▶ **Problem**:
According to the HBase issue comment below, what happens if a master dies?

Mailing-List: contact issues-help@hbase.apache.org; run by ezmlm
Precedence: bulk
Date: Wed, 8 Feb 2012 18:40:59 +0000 (UTC)
From: "Jesse Yates (Commented) (JIRA)" <jira@apache.org>
To: issues@hbase.apache.org
Message-ID: 
 <1878450710.15808.1328726459831.JavaMail.tomcat@hel.zones.apache.org>
In-Reply-To: 
 <952564254.15765.1328725981536.JavaMail.tomcat@hel.zones.apache.org>
Subject: [jira] [Commented] (HBASE-5353) HA/Distributed HMaster via
 RegionServers
MIME-Version: 1.0
Content-Type: text/plain; charset=utf-8
Content-Transfer-Encoding: 7bit


    [ https://issues.apache.org/jira/browse/HBASE-5353?page=com.atlassian.jira.plugin.system.issuetabpanels:comment-tabpanel&focusedCommentId=13203829#comment-13203829 ] 

Jesse Yates commented on HBASE-5353:
------------------------------------

I was thinking about this and it seems like it wouldn't be that hard to have each of the regionservers doing leader election via ZK to select the one (or top 'n' rs) that would spin up master instances on their local machine. Those new masters could do their own leader election in ZK to determine who is the current 'official' HMaster, and the others would act as hot failovers. If a master dies, the next rs in the list would spin up a master instance, ensuring that we always have a certain number of hot masters (clearly cascading failure here is a problem, but if that happens, you have bigger problems). Clearly, running the master from the same JVM is probably a bad idea, but you could potentially even use the startup scripts to spin up a separate jvm with the master.

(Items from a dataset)
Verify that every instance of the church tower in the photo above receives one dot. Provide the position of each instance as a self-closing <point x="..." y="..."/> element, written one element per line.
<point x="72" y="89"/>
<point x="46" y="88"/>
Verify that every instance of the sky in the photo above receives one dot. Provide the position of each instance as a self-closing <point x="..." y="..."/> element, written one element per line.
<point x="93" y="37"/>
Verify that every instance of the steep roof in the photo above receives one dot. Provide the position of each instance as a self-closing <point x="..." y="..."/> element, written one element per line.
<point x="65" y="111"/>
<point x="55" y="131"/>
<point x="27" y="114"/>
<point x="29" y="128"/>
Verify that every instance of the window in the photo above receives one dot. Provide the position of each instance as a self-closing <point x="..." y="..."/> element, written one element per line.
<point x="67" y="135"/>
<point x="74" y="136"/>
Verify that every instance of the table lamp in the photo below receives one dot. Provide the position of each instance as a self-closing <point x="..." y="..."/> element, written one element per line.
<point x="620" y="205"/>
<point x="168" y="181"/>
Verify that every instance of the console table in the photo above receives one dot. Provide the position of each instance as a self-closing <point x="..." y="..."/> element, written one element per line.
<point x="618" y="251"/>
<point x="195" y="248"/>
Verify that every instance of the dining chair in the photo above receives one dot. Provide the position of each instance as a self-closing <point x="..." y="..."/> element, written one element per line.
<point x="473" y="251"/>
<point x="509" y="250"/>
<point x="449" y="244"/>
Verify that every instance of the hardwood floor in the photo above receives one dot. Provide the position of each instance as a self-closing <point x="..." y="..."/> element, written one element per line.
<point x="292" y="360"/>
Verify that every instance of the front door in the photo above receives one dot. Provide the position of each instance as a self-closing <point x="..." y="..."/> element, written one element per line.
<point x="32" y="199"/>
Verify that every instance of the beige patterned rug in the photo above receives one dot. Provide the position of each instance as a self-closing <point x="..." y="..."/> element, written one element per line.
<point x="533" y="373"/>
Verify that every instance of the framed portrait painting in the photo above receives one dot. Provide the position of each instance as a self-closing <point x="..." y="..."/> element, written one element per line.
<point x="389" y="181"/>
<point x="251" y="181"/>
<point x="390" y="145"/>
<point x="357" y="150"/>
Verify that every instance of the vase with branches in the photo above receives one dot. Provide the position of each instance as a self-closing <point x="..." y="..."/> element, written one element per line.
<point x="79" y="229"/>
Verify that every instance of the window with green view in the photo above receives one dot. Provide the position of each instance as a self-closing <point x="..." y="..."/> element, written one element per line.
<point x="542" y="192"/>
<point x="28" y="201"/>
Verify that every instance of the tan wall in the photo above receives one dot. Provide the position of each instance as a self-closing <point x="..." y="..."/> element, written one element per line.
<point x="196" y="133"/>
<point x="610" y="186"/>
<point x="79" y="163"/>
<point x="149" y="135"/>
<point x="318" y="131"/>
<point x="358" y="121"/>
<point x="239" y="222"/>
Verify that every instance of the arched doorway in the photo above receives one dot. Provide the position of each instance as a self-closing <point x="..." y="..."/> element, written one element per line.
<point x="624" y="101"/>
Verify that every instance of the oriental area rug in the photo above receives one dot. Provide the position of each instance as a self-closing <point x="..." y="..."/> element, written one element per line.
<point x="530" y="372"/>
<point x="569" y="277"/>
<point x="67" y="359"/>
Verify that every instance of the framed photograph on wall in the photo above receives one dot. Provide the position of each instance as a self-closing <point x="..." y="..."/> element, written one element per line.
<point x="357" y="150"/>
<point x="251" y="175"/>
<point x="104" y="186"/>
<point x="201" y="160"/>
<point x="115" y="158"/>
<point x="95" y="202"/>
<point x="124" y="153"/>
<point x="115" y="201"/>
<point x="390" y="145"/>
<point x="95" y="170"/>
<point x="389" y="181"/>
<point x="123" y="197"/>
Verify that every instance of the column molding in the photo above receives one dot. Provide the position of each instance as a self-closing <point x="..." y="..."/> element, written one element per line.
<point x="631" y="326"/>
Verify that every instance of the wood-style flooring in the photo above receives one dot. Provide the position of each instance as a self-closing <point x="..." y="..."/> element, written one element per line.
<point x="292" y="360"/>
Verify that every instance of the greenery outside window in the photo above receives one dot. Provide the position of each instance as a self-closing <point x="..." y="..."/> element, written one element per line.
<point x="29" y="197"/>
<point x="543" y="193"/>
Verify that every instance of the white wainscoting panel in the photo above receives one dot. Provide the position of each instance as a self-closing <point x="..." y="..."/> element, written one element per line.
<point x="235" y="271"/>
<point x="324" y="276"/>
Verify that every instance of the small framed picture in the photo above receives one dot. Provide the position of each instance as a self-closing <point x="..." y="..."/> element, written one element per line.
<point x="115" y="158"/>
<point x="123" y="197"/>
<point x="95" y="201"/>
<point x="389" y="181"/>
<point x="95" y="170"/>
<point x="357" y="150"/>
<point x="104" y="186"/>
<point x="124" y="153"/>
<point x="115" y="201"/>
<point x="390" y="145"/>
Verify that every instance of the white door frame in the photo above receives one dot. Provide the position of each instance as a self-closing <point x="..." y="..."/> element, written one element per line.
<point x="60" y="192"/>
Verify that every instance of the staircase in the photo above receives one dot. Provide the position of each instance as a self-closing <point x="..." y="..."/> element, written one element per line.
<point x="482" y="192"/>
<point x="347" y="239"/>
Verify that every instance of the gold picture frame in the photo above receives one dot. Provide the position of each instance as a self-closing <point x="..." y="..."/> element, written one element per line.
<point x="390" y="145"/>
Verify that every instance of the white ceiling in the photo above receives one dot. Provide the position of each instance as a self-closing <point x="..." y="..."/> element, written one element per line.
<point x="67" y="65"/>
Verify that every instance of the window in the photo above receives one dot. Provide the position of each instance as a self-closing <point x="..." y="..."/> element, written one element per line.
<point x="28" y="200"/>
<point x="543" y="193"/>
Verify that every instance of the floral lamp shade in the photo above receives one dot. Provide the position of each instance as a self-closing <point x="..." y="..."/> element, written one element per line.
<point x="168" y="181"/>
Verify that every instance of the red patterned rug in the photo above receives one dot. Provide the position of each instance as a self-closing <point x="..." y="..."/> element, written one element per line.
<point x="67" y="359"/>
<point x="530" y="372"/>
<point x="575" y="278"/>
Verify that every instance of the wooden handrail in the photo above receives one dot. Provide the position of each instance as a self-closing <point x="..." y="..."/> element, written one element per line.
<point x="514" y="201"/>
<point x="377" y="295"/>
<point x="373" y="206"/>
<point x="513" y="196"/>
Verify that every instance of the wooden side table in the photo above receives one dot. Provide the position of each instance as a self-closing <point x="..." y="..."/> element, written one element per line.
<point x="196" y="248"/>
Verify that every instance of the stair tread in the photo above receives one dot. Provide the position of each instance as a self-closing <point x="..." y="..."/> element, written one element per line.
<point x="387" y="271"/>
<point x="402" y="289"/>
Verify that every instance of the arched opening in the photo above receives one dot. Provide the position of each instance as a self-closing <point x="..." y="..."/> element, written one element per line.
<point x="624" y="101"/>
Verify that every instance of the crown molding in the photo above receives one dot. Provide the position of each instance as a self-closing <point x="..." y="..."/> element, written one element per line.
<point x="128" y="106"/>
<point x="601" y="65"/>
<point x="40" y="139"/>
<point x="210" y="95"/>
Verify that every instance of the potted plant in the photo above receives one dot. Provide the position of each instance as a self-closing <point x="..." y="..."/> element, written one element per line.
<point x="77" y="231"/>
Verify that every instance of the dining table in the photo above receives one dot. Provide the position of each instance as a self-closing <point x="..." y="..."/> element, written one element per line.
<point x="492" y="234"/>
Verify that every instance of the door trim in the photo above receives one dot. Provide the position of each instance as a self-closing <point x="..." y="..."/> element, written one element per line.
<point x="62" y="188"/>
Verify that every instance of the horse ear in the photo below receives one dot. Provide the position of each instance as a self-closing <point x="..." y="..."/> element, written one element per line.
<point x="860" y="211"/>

▶ **The answer**:
The next regionserver in the list would spin up a master instance.